### Task instructions
**1.** Answer these questions from the platform excerpt:
(a) What is Minnesota's estate tax exemption?
(b) What should be removed from the gas tax?
(c) What does every item target, in place of people?
**2.** In the platform excerpt, copy the passage from "Every Resident" up to and including "decisions — not people.", substituting "cumulative tax burden" for "stacking problem".
**3.** Proceed with the platform excerpt on Minnesota tax policy, writing on from its final sentence.

### Extract to read
==================================================
Send legislation requiring a direct vote for any gas tax increase above CPI. Remove the automatic escalator. Restore the democratic check that was quietly removed in 2023.

09
Estate Tax Reform — Protect Family Farms and Small Business Succession
Platform Commitment — Full Term

Minnesota's estate tax exemption is $3 million. The federal exemption is over $13 million. A working farm worth $4 million is below the federal threshold — but when the owner dies and wants to pass it to the next generation, Minnesota takes a 13–16% cut before the family sees a dollar. Passing a working farm to your kids is not wealth extraction. It is continuity.

Push to raise the Minnesota estate tax exemption toward the federal threshold. Protect agricultural and small business succession from a tax burden that was never designed to capture it. This is a full-term legislative fight — and it starts on day one.

Every Resident
Who Pays In.

This directive is not for one income level, one political identity, or one part of the state. The stacking problem hit everyone with a vehicle, a paycheck, and a gas tank. Every item targets systems and decisions — not people.
==================================================
### Stored data
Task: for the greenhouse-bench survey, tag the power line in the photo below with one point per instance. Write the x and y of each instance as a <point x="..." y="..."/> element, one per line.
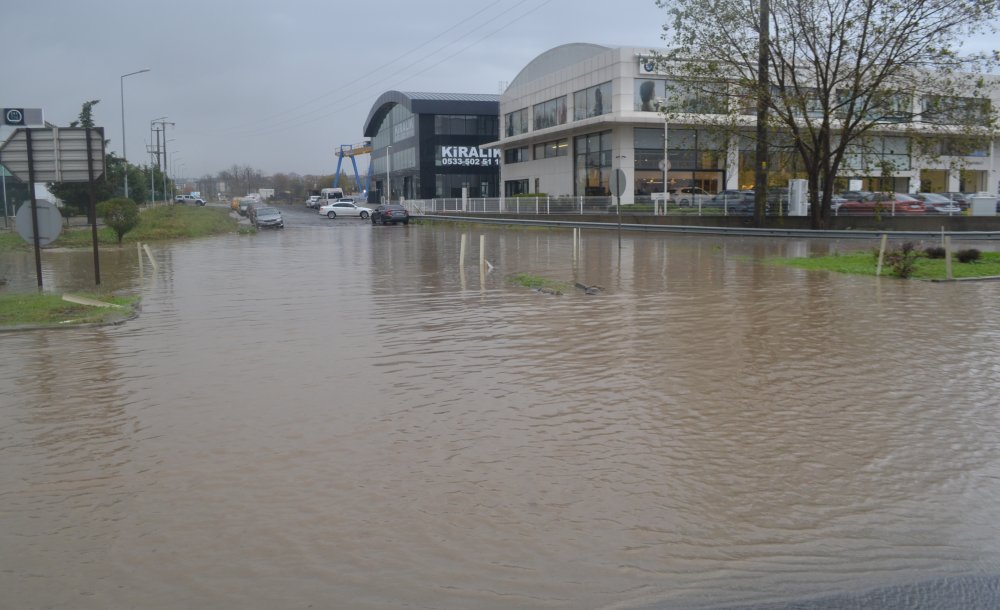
<point x="374" y="73"/>
<point x="304" y="119"/>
==================================================
### Task-by-task outputs
**1.**
(a) $3 million.
(b) The automatic escalator.
(c) Systems and decisions.

**2.**
Every Resident
Who Pays In.

This directive is not for one income level, one political identity, or one part of the state. The cumulative tax burden hit everyone with a vehicle, a paycheck, and a gas tank. Every item targets systems and decisions — not people.

**3.**
The Vehicle Owner
You noticed your tab bill didn't go down this year — or last year. The truck is two years older, worth less every day by every honest measure, and the state is still taxing it like it just left the lot. That formula change was made in 2023 without a referendum, without a warning, and without any promise that roads would get better because of it. The tab fix is the first legislative priority for a reason.
The Worker Watching Their Paycheck
Starting January 2026, something new started coming out. The PFML premium. You were told 0.6% in 2023 when it passed. It launched at 0.88%. That's roughly $168 more per year on a $60,000 salary — never explained, never adjusted, never subject to any accountability mechanism. The audit fixes that.
The Resident Owed Relief Who Never Got It
There are millions of dollars in authorized Minnesota property tax refunds sitting uncollected every year because the state doesn't actively find the people it owes. If you rent, own, or are over 62 in Minnesota — there is a real chance you are entitled to state tax relief right now and nobody told you. That changes on day one.
The Farmer or Small Business Owner Thinking About Succession
You built something. You want to pass it to your kids. Minnesota's $3 million estate tax exemption means a working farm that sails under the federal threshold still takes a state hit. The reform in this directive is not about wealth — it is about keeping intact what residents spent a lifetime building.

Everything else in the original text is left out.